• Work to do: According to the excerpt on data papers, how many journals in the survey by Schöpfel et al. (2019) require short papers?

** Start of Excerpt to read **

As we saw in Section 2, data papers provide other functions than just describing data sets. For this reason, data papers do not just improve the referencing of datasets on repositories but fulfil other roles. Their profile can perhaps be described in terms of library science, as an original integration (or merging) of writing, cataloguing and indexing, facing major challenges like standards and terminology. Perhaps data papers are a kind of new boundary object (Star and Griesemer 1989) on the frontline between academic publishing and data driven research. Our analysis confirms the statement that data papers are like traditional research papers in some respects but quite different in other respects (Smith 2011). Perhaps data papers are not (only) part of academic publishing but should (also) be considered and assessed as part of an relatively independent research data practice.

[top of entry]

5.3 Structure and contents

As already said, it is generally assumed that data papers are short texts, up to four pages. In fact, this is only partly true. In the survey from Schöpfel et al. (2019), only five journals require short papers, limited to four to six pages or maximal 3,000 words. Most journals do not limit the length of submitted papers or make the usual recommendations (six to ten pages, or maximal 6,000 words). One journal only accepts short abstracts while others publish papers well beyond the length of regular papers, up to twenty or thirty or even 100 pages, including detailed data descriptions, illustrations (figures) or data tables.

No results, no discussion, no conclusion: usually the data journal guidelines for authors contain these or similar recommendations; others, however, leave it to the authors whether or not to include results, discussion, and conclusion to the description of the data.

Nearly all journals require or suggest a particular structure, and some of them provide a template with mandatory sections. Yet, there is no standard structure. Instead of a generally accepted succession of sections, data papers are made of three constitutive elements, i.e. an introduction with information about the context and the rationale, a more or less detailed description of the datasets with specifications (sometimes formalized as disciplinary or generic metadata of data, such as the DataCite Metadata Schema [24] or the Data Documentation Initiative (DDI) [25], and a section of materials and methods, instrumentation, on the production of the data and procedures, sometimes extended to experimental designs and calculation (figure 2).

** End of Excerpt to read **
** Start of Data **

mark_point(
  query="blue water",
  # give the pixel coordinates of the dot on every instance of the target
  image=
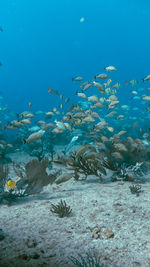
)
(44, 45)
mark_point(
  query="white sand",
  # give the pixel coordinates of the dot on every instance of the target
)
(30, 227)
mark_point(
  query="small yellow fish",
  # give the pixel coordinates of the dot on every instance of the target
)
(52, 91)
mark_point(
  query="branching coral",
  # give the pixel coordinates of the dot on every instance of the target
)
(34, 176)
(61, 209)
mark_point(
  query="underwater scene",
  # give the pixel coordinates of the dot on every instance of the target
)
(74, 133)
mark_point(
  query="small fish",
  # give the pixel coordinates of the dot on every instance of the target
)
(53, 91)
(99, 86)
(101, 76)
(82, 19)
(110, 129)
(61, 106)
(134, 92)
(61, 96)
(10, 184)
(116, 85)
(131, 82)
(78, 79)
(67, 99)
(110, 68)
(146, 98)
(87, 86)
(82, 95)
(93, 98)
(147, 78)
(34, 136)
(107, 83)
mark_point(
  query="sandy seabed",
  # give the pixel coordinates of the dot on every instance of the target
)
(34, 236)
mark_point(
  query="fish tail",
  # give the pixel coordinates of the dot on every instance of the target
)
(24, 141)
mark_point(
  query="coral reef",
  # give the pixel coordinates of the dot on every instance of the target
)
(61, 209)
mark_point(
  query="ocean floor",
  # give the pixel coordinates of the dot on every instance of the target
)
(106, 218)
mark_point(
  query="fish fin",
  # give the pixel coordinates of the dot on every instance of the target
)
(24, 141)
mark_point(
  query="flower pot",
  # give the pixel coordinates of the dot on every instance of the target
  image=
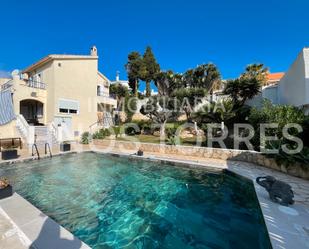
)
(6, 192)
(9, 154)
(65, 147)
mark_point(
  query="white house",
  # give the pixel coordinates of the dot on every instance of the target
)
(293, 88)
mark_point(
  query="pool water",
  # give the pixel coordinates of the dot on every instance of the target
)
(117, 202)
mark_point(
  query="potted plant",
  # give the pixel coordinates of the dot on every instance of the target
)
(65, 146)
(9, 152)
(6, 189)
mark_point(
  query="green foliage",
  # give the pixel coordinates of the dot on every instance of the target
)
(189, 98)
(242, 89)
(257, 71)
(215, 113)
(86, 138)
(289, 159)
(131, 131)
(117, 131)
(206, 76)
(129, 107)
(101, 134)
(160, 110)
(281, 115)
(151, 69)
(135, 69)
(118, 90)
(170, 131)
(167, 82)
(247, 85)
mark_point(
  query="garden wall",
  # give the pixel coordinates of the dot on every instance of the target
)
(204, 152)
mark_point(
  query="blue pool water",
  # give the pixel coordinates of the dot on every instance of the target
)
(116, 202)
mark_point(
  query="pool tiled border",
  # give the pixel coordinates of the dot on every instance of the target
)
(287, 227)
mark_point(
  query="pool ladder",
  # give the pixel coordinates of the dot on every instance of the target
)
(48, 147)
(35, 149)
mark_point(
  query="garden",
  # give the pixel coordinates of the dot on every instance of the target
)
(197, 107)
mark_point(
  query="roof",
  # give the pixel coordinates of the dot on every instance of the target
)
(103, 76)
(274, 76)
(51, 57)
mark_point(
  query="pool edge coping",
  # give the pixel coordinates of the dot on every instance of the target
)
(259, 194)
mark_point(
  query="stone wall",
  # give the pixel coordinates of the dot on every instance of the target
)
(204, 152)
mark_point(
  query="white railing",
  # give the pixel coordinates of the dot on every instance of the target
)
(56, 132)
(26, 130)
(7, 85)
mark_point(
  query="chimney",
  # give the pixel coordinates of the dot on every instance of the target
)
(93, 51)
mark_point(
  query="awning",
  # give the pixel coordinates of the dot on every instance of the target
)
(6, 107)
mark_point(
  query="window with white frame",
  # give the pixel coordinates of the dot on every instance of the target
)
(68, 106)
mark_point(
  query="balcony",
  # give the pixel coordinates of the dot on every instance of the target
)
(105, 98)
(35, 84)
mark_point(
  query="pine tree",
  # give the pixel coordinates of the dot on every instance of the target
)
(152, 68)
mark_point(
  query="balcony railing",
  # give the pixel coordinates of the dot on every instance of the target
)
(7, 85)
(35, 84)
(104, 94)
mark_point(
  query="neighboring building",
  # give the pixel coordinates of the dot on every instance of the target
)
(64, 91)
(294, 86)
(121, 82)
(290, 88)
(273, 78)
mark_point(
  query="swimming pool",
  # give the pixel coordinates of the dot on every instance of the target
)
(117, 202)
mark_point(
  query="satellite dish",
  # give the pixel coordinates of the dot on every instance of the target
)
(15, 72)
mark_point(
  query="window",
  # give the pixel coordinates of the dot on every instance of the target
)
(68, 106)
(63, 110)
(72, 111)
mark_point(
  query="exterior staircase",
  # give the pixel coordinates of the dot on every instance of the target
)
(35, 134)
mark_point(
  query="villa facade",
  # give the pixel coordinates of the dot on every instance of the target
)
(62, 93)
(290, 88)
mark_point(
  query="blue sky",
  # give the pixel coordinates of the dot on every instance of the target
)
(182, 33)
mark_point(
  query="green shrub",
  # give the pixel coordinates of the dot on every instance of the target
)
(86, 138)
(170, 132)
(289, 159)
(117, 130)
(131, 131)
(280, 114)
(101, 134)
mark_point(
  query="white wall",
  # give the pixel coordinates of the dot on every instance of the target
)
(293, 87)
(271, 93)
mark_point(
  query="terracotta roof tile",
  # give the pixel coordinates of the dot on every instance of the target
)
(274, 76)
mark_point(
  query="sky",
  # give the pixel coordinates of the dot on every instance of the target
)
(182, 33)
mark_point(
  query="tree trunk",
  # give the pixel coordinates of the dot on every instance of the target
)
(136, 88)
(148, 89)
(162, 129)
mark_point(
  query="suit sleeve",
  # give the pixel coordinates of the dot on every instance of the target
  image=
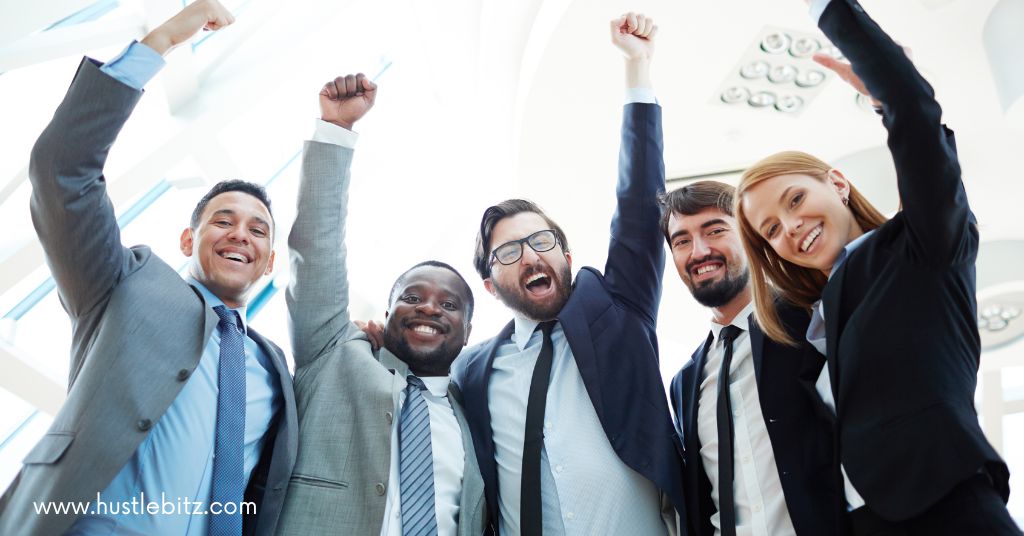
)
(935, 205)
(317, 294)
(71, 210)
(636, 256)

** End of Data **
** Start of Data **

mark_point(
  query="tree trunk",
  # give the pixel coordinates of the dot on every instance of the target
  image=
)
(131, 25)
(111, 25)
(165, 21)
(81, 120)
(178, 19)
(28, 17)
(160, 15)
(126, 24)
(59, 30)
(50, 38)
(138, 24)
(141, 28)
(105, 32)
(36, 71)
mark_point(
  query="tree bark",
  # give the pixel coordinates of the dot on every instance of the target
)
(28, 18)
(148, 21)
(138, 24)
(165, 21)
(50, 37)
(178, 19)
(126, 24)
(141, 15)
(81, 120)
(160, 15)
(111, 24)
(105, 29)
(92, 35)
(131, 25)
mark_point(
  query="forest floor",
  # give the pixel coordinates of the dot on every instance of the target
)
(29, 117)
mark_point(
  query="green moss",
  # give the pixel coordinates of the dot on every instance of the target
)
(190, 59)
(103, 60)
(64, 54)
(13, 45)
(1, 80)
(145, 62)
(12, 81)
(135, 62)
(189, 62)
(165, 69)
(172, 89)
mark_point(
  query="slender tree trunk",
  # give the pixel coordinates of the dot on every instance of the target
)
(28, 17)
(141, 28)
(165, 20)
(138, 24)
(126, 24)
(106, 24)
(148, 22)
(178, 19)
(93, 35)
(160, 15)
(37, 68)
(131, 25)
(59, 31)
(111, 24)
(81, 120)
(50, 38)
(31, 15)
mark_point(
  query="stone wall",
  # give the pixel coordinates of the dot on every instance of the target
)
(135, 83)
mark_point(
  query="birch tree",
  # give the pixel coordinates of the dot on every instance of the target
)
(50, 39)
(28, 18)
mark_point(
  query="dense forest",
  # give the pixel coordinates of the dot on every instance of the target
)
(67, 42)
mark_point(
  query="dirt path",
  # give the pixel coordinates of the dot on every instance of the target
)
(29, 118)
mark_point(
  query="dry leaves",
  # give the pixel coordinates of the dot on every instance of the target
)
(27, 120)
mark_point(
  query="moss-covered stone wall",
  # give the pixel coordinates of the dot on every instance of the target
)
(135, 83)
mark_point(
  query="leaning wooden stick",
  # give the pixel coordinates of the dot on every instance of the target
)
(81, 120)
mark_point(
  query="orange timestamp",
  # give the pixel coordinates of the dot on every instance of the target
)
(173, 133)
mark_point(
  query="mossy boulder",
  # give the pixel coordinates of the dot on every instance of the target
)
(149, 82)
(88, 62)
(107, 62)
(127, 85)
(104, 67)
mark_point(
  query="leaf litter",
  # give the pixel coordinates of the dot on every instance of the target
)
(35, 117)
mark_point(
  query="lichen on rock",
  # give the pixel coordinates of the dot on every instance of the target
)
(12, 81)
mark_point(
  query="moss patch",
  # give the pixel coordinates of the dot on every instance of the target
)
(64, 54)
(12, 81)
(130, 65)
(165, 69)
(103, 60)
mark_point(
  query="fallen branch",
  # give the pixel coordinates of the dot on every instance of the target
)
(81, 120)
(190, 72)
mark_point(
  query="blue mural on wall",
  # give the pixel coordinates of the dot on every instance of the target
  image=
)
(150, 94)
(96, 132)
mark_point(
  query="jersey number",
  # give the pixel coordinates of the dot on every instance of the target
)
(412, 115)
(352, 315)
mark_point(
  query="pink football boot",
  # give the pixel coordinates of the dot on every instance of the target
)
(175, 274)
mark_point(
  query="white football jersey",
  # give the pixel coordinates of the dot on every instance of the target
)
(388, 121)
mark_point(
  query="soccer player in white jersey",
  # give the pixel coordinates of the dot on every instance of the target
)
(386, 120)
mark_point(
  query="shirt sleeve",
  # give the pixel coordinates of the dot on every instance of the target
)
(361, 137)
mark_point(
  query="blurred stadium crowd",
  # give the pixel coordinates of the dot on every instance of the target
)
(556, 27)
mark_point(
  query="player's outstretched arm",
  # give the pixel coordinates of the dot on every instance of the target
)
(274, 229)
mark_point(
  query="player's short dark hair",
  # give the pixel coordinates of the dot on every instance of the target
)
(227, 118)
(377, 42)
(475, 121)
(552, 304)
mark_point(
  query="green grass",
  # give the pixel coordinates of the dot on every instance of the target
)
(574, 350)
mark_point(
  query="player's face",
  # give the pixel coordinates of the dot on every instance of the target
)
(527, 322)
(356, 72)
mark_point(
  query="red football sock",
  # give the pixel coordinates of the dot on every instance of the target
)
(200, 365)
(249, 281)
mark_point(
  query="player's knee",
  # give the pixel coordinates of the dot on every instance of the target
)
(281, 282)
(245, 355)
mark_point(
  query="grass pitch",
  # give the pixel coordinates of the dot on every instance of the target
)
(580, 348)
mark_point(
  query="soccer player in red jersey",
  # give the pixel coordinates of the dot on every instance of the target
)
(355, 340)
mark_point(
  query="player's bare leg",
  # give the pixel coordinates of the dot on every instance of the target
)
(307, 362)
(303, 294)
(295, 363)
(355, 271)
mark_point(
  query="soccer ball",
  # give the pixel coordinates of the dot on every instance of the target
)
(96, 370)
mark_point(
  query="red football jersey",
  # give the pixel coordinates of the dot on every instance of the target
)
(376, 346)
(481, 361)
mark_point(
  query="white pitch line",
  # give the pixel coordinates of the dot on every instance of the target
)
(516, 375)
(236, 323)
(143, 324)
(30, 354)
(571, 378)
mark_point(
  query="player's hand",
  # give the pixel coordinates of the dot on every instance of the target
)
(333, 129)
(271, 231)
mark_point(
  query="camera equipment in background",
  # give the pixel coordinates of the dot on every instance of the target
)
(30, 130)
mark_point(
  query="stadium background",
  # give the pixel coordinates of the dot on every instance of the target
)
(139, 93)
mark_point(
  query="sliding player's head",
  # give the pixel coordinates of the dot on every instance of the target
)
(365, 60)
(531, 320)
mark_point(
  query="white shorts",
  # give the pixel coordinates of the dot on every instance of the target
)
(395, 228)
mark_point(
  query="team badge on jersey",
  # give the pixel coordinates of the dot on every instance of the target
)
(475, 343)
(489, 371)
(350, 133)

** End of Data **
** Start of Data **

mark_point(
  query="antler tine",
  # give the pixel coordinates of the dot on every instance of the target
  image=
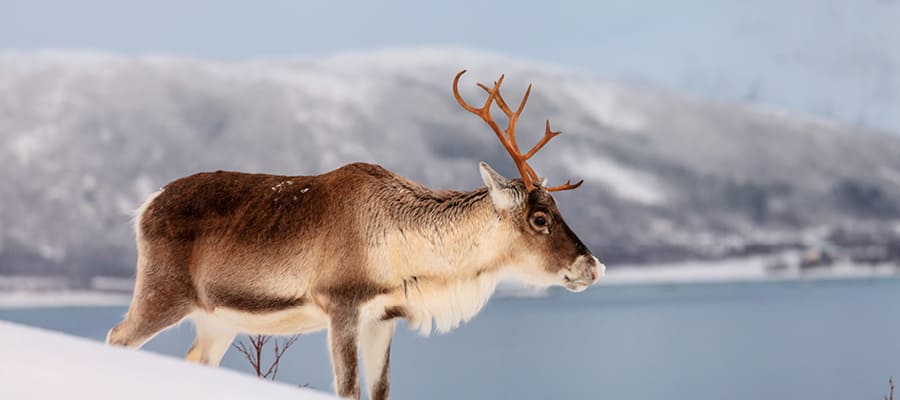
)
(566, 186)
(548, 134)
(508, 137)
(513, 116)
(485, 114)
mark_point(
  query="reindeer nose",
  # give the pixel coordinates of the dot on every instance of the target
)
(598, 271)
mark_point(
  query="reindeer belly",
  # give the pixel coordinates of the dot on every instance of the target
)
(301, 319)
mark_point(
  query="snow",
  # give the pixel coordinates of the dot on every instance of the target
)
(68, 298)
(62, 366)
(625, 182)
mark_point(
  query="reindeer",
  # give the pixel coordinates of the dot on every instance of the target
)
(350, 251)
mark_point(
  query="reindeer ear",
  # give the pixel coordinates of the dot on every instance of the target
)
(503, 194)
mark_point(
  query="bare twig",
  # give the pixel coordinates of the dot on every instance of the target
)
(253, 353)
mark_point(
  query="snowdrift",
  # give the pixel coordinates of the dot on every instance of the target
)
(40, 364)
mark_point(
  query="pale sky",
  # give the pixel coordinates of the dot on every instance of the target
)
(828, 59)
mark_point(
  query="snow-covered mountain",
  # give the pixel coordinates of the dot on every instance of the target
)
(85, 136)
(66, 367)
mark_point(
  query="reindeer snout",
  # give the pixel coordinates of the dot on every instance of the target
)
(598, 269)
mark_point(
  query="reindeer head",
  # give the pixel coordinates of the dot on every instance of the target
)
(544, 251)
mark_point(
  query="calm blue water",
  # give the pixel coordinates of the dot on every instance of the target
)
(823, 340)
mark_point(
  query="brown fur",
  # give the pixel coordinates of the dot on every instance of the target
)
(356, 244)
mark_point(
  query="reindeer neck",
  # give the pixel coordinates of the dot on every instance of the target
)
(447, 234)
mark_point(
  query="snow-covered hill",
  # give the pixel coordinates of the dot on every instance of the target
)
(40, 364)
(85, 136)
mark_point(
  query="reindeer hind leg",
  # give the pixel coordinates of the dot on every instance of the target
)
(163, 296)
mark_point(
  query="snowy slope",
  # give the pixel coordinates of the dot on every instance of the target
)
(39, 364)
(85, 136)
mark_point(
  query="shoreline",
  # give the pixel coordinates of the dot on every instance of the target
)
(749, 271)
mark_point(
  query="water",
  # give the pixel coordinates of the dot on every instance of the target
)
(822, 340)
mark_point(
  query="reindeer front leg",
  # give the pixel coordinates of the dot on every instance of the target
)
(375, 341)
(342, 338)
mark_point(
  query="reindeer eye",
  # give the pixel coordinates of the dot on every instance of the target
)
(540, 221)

** End of Data **

• Worked answer: Five journals require short papers, limited to four to six pages or a maximum of 3,000 words.